ASSIGNMENT
All entries are to be quoted exactly; the images stay out of the copy.
-------- MATERIAL SUPPLIED
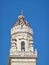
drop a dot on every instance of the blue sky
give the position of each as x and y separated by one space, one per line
36 12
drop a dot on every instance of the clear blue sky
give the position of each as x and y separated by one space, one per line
36 12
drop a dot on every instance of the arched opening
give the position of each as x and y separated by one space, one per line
22 46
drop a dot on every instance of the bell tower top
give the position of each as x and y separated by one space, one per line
21 16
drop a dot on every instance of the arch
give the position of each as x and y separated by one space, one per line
22 46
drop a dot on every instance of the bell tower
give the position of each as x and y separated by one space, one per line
22 48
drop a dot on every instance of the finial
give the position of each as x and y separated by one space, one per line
21 12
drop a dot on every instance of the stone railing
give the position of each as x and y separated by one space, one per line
22 53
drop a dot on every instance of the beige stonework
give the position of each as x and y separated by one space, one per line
22 47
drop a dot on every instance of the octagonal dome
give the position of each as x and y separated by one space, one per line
21 26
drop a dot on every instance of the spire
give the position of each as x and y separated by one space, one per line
21 16
21 12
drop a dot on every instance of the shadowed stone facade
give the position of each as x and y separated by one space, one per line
22 48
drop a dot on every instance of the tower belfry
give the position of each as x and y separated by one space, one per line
22 47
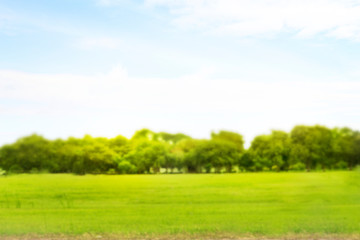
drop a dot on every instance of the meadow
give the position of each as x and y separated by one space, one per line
245 204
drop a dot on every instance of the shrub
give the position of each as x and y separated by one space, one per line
298 167
15 169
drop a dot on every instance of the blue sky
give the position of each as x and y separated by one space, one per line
109 67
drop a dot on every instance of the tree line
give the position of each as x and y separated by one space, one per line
304 148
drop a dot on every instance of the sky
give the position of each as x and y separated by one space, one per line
110 67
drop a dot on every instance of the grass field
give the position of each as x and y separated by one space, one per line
260 204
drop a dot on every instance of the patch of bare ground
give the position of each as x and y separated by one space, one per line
183 236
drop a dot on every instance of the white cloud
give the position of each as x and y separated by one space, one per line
110 2
196 104
335 18
99 42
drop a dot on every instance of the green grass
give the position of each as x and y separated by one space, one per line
266 204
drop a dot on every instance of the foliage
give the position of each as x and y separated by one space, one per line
305 147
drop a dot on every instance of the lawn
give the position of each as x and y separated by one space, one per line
249 204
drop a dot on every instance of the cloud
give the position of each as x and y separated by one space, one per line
306 18
98 42
114 102
110 2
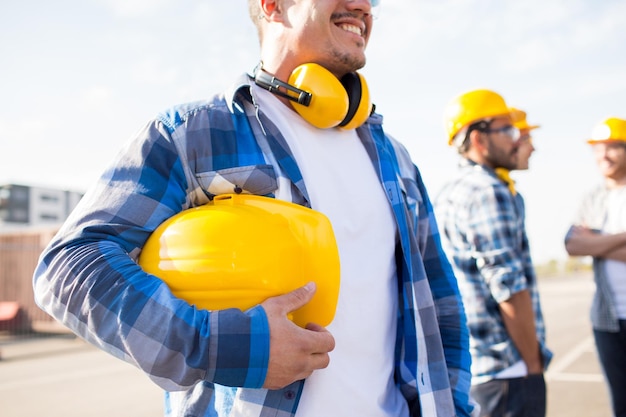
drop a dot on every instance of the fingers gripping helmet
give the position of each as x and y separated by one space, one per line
470 107
239 250
609 129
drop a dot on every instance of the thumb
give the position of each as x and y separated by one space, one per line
298 297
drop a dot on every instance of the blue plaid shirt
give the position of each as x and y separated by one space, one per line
485 238
88 277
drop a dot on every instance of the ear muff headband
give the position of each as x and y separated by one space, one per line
359 97
320 98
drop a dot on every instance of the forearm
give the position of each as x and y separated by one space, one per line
583 242
519 319
114 305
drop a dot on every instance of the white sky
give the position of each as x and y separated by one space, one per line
78 78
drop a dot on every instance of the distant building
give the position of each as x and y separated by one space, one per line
22 205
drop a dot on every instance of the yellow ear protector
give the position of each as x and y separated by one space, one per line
319 97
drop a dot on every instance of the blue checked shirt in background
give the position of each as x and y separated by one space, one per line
214 363
592 213
485 240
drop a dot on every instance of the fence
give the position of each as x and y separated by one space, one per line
19 253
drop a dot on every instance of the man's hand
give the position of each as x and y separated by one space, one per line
294 352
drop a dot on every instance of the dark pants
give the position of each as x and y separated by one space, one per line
612 353
516 397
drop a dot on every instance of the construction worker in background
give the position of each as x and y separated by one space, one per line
300 127
599 230
483 233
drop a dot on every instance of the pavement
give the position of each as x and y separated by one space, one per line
58 375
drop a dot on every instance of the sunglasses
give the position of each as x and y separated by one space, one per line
509 130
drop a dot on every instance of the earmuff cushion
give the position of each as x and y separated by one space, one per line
352 83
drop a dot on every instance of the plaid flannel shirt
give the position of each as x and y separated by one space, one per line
88 279
486 242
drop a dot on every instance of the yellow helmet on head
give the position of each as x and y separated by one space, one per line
611 128
239 250
519 120
473 106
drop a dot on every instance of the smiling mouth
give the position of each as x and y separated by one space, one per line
351 28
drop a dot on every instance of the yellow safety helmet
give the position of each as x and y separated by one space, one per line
239 250
472 106
611 128
519 120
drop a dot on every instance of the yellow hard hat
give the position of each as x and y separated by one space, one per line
240 249
473 106
519 120
609 129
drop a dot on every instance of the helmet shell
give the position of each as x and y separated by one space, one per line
519 120
239 250
611 128
473 106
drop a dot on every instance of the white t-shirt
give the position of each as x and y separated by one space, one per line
615 222
342 183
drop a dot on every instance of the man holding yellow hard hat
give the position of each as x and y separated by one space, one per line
300 128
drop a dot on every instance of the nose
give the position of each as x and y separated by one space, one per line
363 5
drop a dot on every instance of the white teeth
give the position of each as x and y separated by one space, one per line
353 29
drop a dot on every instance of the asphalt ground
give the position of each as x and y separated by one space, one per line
58 375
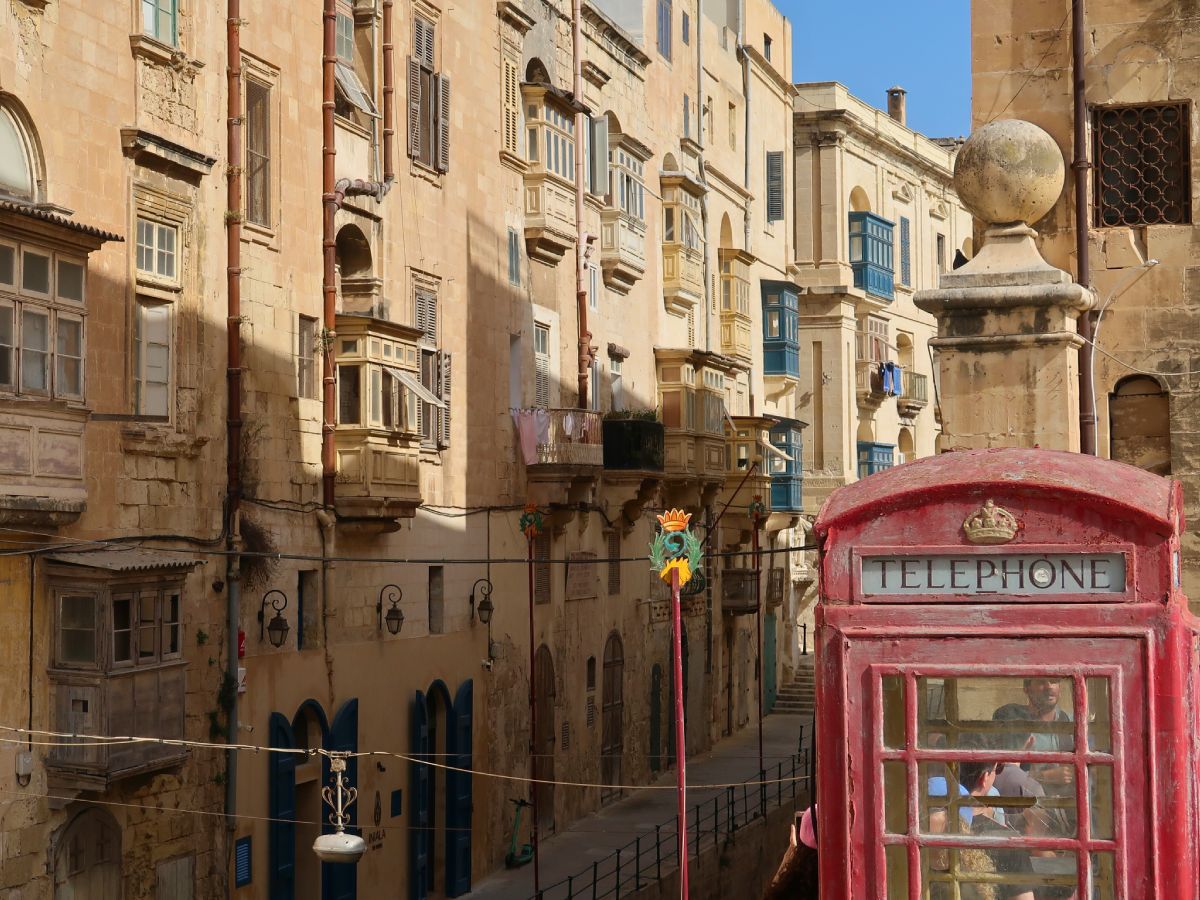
----------------
RESULT OF THIS EXERCISE
drop a dot on every instance of the blue sky
give the position of each as x and y separated by one space, one per line
36 12
drop a dot on every instance of the clear blue sky
give the position of each as x and y separated by one space, one per line
36 12
drop a dot on every instance of the arched opening
give the position of each as x and y separated by one space, one per line
22 46
drop a dot on every instance of the bell tower top
give the position of each as x and y separated by one space, one per line
21 16
drop a dot on every instance of the arch
give the position of each as x and y separated by one space, one per line
22 46
drop a dot on every instance of the bell tower
give the position of each as x and y separated by one space, one per line
22 48
drop a dot on every instance of the finial
give the position of each as x and y separated by one space, one per line
21 12
drop a dot on every instance of the stone railing
give the position of each as x and y separated by one space, one per line
22 53
drop a dot on every instance of the beige stonework
give the position of each as x and y separated by one space, one per line
22 47
drop a dot on every instance of the octagonal dome
give the position of each as x and y separated by one space, one per line
21 26
drop a dot on every instance of the spire
give the position of each as x and y separated by one space, one per line
21 16
21 12
drop a dot on every instance of the shadowed stone facade
give the position of each as x and y separated by one space, one per line
22 48
drop a dot on every instance of the tower belfry
give the position of each as x and y separated by one space, one per line
22 47
drop a dot on every instance of the meadow
give the position of each as x and y separated by one space, one per line
245 204
drop a dot on every instance of the shrub
give the position of each as x and y separated by one space, one per line
298 167
15 169
drop a dot on every instance of the blue sky
give the position of each as x and y separated by one space, one per line
109 67
drop a dot on every instance of the tree line
give the position of each as x and y separated by one space, one per line
304 148
drop a dot on every instance of the sky
give the position of each as x and y separated by one space, one per line
110 67
drop a dot on every instance of the grass field
give the position of each as x and y separated by one space, one per line
260 204
drop a dot on every instance of the patch of bare ground
give the position of each as x and y separated by one space, one per line
183 236
drop a dot on every instance of the white cloud
give the position of each as x and y separated by one space, one per line
110 2
196 104
335 18
99 42
drop a dot on every instance of the green grass
give the position of each as x and y separated by one space, one per line
266 204
drop a dot on every instance of the foliage
give the position of each as x and y separated by one space, one per line
305 147
drop a dot on every instance of the lawn
give the position of each as x and y separated by one space, one per line
249 204
drop a dot on every instance of the cloud
give the position of each as x and y separated by one space, one per line
306 18
98 42
114 102
110 2
drop a dot on every instance of the fingers gripping helmet
give the position of each as x and y separated by one space, one per line
470 107
239 250
609 129
drop a dot on every instance of the thumb
give the position of each as x and y separated by one space, one per line
298 297
drop a dot on every instance of the blue plaid shirt
give the position of each as x and y separated by one space, one per line
485 238
88 277
drop a dot on every instance of the ear muff headband
give the position of each as x and y separated by one space, one per line
359 97
320 98
drop a dot on every instance of the forearm
give the position of each as x and y separated by one space, one per line
583 242
519 319
114 305
drop a dot on every instance of the white sky
give the position of each as x and y separated by one space, one per line
78 78
drop a dot on every instance of the distant building
give the position of each as x and y separated by one space, one per line
22 205
drop a dot on every instance of the yellow ear protector
give the position of each as x and y separated by one space, one per line
319 97
drop a dot on every instance of the blue checked shirt in background
give the position of each as x and y separated by one space, one per line
214 363
592 213
485 240
drop a dot on every instance of the fence
give the position of each as x and y separated by one space, one per line
19 253
drop a dot on every instance of the man's hand
give the position of each as x and y separated by one space, one per line
294 352
drop a dot on every instance of the dark pants
give the position of each as x and y separated by one space, one per line
612 353
516 397
drop a dot on every instance of the construction worker in background
give the position of each as x and y separated by one space, one per line
300 127
599 230
483 233
drop a dot on every instance of the pavement
give the position of each as x and y separated by one space, one per line
58 375
drop a dot on every instance of the sunglasses
give the position of each as x and y separated by one space, one per line
509 130
drop a dot on every instance of the earmuff cushion
give the position of each as x and y separated by one space, one per line
352 83
drop a dot on every instance of the plaid flannel shirt
give the position of each as x and y separated by one space, one per line
88 279
486 242
drop a dot on every instance of the yellow helmet on head
give the position of each as x and y separated by one space, one per line
611 128
239 250
519 120
473 106
drop a dot on every instance of the smiling mouth
give the position of each as x and y separated by one space, one per line
351 28
drop a dot on every instance of the yellow safety helmet
give the position of each as x and y separated by one space, one per line
239 250
472 106
611 128
519 120
drop a dot on every instance of the yellow hard hat
give the position of each as x and y separated by one space, one per line
240 249
473 106
519 120
609 129
drop a dot on every instance of the helmet shell
give the position of each as x and y separated by one space, one per line
519 120
239 250
611 128
473 106
drop a dot on every instance of the white t-shirt
give the position of each as x and y separated by one space, one per line
615 222
342 183
drop a dot on every instance of the man holding yellow hard hat
give the position of each as x and y separated by one space, one per line
300 128
drop a dot on every instance of the nose
give the position of each as x and y separated by one space, one per line
363 5
drop a dot on every instance of the white teeth
give the position of each as x and y separated by one space, one per line
353 29
drop a dot on every instance of the asphalt ground
give the position of each as x and y separated by one space, one per line
58 375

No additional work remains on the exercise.